WHAT YOU ARE ASKED TO DO:
Reproduce each line of the listing below word for word.

Point annotation records:

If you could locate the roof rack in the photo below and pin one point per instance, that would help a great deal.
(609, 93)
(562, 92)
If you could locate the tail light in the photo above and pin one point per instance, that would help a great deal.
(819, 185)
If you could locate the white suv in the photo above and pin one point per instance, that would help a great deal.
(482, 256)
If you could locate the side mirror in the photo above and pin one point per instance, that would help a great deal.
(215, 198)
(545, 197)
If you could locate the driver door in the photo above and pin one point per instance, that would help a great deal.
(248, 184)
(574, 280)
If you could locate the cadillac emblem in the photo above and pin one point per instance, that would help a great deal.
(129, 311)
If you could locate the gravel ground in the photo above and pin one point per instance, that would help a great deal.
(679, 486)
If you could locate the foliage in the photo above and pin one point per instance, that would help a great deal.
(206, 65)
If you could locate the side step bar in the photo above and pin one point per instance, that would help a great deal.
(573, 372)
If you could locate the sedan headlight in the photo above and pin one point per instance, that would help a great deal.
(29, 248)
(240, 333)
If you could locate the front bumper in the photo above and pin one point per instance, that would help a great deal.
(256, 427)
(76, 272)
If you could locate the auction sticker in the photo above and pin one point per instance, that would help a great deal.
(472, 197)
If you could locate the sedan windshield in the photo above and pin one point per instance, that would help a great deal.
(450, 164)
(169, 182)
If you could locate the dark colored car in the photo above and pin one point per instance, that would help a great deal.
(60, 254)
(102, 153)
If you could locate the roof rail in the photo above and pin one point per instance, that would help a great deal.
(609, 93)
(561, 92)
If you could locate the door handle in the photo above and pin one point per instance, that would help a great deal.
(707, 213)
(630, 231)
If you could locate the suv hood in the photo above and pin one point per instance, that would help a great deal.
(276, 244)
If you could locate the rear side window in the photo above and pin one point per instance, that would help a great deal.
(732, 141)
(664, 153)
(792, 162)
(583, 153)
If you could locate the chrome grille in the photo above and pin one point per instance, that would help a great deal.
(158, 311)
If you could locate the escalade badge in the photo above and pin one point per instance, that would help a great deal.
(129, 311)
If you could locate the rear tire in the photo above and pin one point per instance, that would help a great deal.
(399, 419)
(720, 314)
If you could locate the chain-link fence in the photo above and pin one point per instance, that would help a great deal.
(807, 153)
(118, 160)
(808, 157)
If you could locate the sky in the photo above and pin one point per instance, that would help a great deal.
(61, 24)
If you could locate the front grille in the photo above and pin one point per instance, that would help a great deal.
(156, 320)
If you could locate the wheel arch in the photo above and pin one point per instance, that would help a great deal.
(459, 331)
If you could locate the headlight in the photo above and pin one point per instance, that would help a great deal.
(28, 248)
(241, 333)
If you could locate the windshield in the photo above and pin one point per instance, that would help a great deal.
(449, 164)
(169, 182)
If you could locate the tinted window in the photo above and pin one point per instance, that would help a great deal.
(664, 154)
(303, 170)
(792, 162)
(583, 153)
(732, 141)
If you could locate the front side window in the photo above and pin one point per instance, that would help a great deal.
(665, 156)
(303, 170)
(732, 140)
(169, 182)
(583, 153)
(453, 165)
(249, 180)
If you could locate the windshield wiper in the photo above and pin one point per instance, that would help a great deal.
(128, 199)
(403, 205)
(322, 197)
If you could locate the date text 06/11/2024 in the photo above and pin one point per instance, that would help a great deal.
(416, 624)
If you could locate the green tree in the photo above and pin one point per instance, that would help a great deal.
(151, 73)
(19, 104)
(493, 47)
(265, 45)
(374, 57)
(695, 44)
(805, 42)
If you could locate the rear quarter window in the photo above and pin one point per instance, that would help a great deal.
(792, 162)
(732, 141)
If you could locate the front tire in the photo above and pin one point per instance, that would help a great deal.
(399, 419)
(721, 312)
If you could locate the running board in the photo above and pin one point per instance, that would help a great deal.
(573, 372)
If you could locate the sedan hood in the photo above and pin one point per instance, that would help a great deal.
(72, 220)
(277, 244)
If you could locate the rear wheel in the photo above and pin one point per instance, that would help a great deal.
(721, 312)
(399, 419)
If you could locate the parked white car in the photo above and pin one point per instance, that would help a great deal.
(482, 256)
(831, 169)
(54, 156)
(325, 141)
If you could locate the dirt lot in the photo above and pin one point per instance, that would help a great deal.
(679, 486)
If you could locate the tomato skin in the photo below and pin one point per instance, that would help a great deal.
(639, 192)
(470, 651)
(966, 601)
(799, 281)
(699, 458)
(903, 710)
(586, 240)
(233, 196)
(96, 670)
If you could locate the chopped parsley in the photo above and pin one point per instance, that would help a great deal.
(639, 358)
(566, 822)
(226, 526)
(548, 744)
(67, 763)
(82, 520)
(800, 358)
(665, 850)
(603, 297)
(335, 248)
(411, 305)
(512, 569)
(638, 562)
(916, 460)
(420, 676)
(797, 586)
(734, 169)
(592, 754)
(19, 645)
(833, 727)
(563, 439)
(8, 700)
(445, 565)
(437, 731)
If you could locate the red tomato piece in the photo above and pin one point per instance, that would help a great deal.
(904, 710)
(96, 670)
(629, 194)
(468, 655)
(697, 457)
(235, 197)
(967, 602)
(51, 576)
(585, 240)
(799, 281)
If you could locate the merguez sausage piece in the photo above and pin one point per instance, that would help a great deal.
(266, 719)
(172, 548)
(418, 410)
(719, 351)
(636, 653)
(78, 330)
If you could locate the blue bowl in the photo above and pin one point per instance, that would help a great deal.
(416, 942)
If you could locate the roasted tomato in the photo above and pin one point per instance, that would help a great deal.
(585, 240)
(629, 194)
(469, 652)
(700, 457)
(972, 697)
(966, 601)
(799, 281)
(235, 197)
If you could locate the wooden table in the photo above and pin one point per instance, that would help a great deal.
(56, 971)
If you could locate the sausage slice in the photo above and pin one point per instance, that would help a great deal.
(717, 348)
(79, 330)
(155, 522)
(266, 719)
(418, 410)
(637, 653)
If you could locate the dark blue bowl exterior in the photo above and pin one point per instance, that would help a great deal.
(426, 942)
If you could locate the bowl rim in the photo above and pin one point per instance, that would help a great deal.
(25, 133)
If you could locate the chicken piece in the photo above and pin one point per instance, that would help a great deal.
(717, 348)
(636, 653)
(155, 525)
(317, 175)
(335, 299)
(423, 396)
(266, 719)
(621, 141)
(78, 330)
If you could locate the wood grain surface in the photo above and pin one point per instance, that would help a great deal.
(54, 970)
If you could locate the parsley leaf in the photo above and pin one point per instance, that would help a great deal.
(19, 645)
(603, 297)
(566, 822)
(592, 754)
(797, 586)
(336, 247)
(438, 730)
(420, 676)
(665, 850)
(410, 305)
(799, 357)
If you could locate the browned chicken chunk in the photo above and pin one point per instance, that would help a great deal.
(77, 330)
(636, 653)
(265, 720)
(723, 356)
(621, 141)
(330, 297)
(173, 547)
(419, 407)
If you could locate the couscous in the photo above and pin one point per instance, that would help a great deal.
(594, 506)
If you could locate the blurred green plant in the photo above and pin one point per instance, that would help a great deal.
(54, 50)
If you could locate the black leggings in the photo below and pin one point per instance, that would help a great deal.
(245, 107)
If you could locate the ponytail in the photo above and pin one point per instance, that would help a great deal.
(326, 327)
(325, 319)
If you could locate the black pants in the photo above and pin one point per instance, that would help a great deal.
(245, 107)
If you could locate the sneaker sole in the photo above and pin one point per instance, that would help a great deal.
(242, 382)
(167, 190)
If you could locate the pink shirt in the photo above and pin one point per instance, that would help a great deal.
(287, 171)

WRITTEN ANSWER:
If you could locate the roof rack in the photo below and pin one point per instance, that would help a great deal.
(609, 93)
(562, 92)
If you could locate the tail light in the photo above and pin one point per instance, that would help a great deal.
(819, 185)
If you could locate the white suv in the photo above and pin one point per instance, that would help a great deal.
(482, 256)
If you could locate the side mirror in the photo above and pin one point per instance, that would help a great deal.
(215, 198)
(545, 197)
If you could locate the driver door in the photo above and pin one point per instance, that would help a great deal.
(248, 184)
(574, 280)
If you could locate the cadillac emblem in the photo above and pin one point per instance, that would help a great deal.
(129, 311)
If you could locate the gravel ground in the photo above and pin one point per instance, that would help a great deal.
(679, 486)
If you could locate the foliage in the photo above and pin one point per instance, that would help a great deal.
(206, 65)
If you could locate the side step bar in the photo above and pin one point per instance, that would help a great deal.
(573, 372)
If you could locate the sedan headlight in the photo above and pin one point per instance, that would help a great deal.
(29, 248)
(240, 333)
If you could locate the front bumper in the photo above and pin one point per instance, that would help a great deal.
(256, 427)
(76, 272)
If you could locate the auction sticker in the photo above and pin one point per instance, that would help a great deal.
(472, 197)
If you could locate the sedan windshield in the photo above and pin one point per instance, that would help a great deal.
(450, 164)
(169, 182)
If you could locate the dark colored car in the photo above and pin one point per instance, that would help a great deal.
(60, 254)
(102, 153)
If you could locate the roof rail in the photo above and pin one point per instance, that would help a great deal.
(609, 93)
(561, 92)
If you could locate the door handle in the photo above and pin one point per instance, that would help a great deal.
(707, 213)
(630, 231)
If you could locate the suv hood in the photo above and pin one point per instance, that would help a great deal.
(276, 244)
If you could locate the rear side window in the photo above and pin one point per instance, that would help a great deal.
(732, 141)
(664, 153)
(792, 162)
(583, 153)
If you could locate the chrome grille in the photo above and pin one point per instance, that would help a great deal.
(158, 311)
If you could locate the escalade badge in the photo above and pin one point per instance, that would help a great deal.
(129, 311)
If you could locate the rear tire in the photo above and pin one point per instance, that would help a great deal.
(399, 419)
(720, 314)
If you could locate the chain-link fence in the photo above and pin one point per instance, that would help a great deal.
(807, 153)
(118, 160)
(808, 157)
If you could locate the sky in the photo above and pin one point per instance, that would help a great deal.
(61, 24)
If you could locate the front grille in the photo above and pin one point per instance, that would help a great deal.
(156, 320)
If you could locate the wheel arch in the photo above and pin one point per instance, that would help a great deal.
(459, 331)
If you could locate the headlight in the photo above and pin one point per instance, that would help a great deal.
(28, 248)
(241, 333)
If you could locate the windshield in the photo above and pin one point per instance, that would help a great deal.
(449, 164)
(169, 182)
If you could locate the tinted window in the photo above and pin one point per instance, that would help a great deal.
(664, 154)
(303, 170)
(792, 162)
(583, 153)
(732, 141)
If you could locate the front side window in the photo above and pin one point per instance, that would help a great deal.
(665, 156)
(303, 170)
(732, 140)
(169, 182)
(583, 153)
(453, 165)
(249, 180)
If you could locate the windshield wiper in the photo above and pin one point per instance, that would help a great deal.
(128, 199)
(403, 205)
(322, 197)
If you could locate the date text 06/11/2024 in the photo above and pin one point per instance, that would help a great deal.
(416, 624)
If you could locate the green tree in the photo above and pin one point per instance, that would help a great deal.
(151, 73)
(19, 104)
(493, 47)
(265, 45)
(374, 57)
(695, 44)
(805, 42)
If you could locate the rear quarter window in the photo above and pin one point per instance, that would help a great deal.
(792, 162)
(732, 141)
If you could locate the front tire in the photo above and pin one point per instance, that would help a great deal.
(399, 419)
(721, 312)
If you could locate the running board in the photo above and pin one point per instance, that would help a great deal.
(573, 372)
If you could locate the sedan hood in the photo above and pin one point per instance, that would help a great deal.
(72, 220)
(277, 244)
If you could locate the rear wheel in the photo above and pin one point per instance, that would help a great deal.
(721, 312)
(399, 419)
If you could locate the parked white car in the photo above and pin one point per instance, that would help a great deal.
(482, 256)
(831, 169)
(54, 156)
(325, 141)
If you could locate the dirt lot in the photo above and pin one point per instance, that would help a great deal.
(679, 486)
If you could locate the tomato skin in the photo below and pin one point per instance, that would help a great deal.
(639, 192)
(470, 651)
(966, 601)
(799, 281)
(699, 458)
(903, 710)
(586, 240)
(233, 196)
(96, 670)
If you could locate the chopped parsley in the photo above and pin one point per instance, that would help a great deal.
(639, 358)
(566, 822)
(226, 526)
(548, 744)
(67, 763)
(82, 520)
(800, 358)
(665, 850)
(603, 297)
(335, 248)
(411, 305)
(512, 569)
(638, 562)
(916, 460)
(420, 676)
(797, 586)
(734, 169)
(592, 754)
(19, 645)
(833, 727)
(563, 439)
(8, 700)
(445, 565)
(437, 731)
If you could locate the red tomato piece in the photo above and pin one point per instance, that would help a great deal.
(904, 710)
(96, 670)
(629, 194)
(468, 655)
(697, 457)
(235, 197)
(967, 602)
(51, 576)
(585, 240)
(799, 281)
If you could locate the merguez sausage piece in the photo above and pin one point per instance, that would help a great deal.
(266, 719)
(172, 548)
(418, 410)
(719, 351)
(636, 653)
(78, 330)
If you could locate the blue bowl in the photo above and pin one point per instance, that would help a great deal.
(416, 942)
If you could locate the roasted tomato in the photo above and pin one point per instance, that would help a great deal.
(585, 240)
(629, 194)
(469, 652)
(700, 457)
(972, 697)
(966, 601)
(799, 281)
(235, 197)
If you could locate the wooden table in the photo above and pin one point per instance, that would help a great deal.
(56, 971)
If you could locate the sausage slice in the photo above and pin one point per instance, that would help a great deal.
(717, 348)
(79, 330)
(155, 522)
(266, 719)
(418, 410)
(637, 653)
If you could locate the dark blue bowl exterior in the photo above and pin one point per instance, that would help a great deal.
(426, 942)
If you could locate the bowl rim in the photo above and pin one point per instance, that would help a great deal.
(25, 133)
If you could locate the chicken piece in the photo above and pin one point per instance, that would help a great deal.
(717, 348)
(636, 653)
(155, 525)
(317, 175)
(335, 299)
(423, 396)
(266, 719)
(621, 141)
(78, 330)
If you could locate the wood grain surface in the photo above and pin one point per instance, that would help a great deal.
(54, 970)
If you could locate the parsley leaf in the photo above and pin one point per instance, that would help a great deal.
(19, 645)
(603, 297)
(566, 822)
(592, 754)
(797, 586)
(336, 247)
(438, 730)
(420, 676)
(665, 850)
(410, 305)
(799, 357)
If you could locate the browned chicken chunk in the photo above and pin one point per instance, that would help a great deal.
(77, 330)
(636, 653)
(265, 720)
(723, 356)
(621, 141)
(330, 297)
(173, 547)
(419, 407)
If you could locate the couscous in the photo above and pin one point per instance, that would help a great deal.
(594, 506)
If you could locate the blurred green plant in the photo above and pin one point per instance, that would help a great deal.
(54, 50)
If you could locate the black leggings in the photo below and pin one point per instance, that would help a great deal.
(245, 107)
If you could locate the ponytail in the photo above and pin one point per instance, that would help a great deal.
(326, 327)
(325, 319)
If you could locate the black pants in the photo above and pin one point per instance, that would help a great deal.
(245, 107)
If you could locate the sneaker sole in the photo above and pin one point per instance, that would help a great deal.
(242, 382)
(167, 190)
If you could locate the pink shirt in the photo above and pin one point per instance, that would help a great deal.
(287, 171)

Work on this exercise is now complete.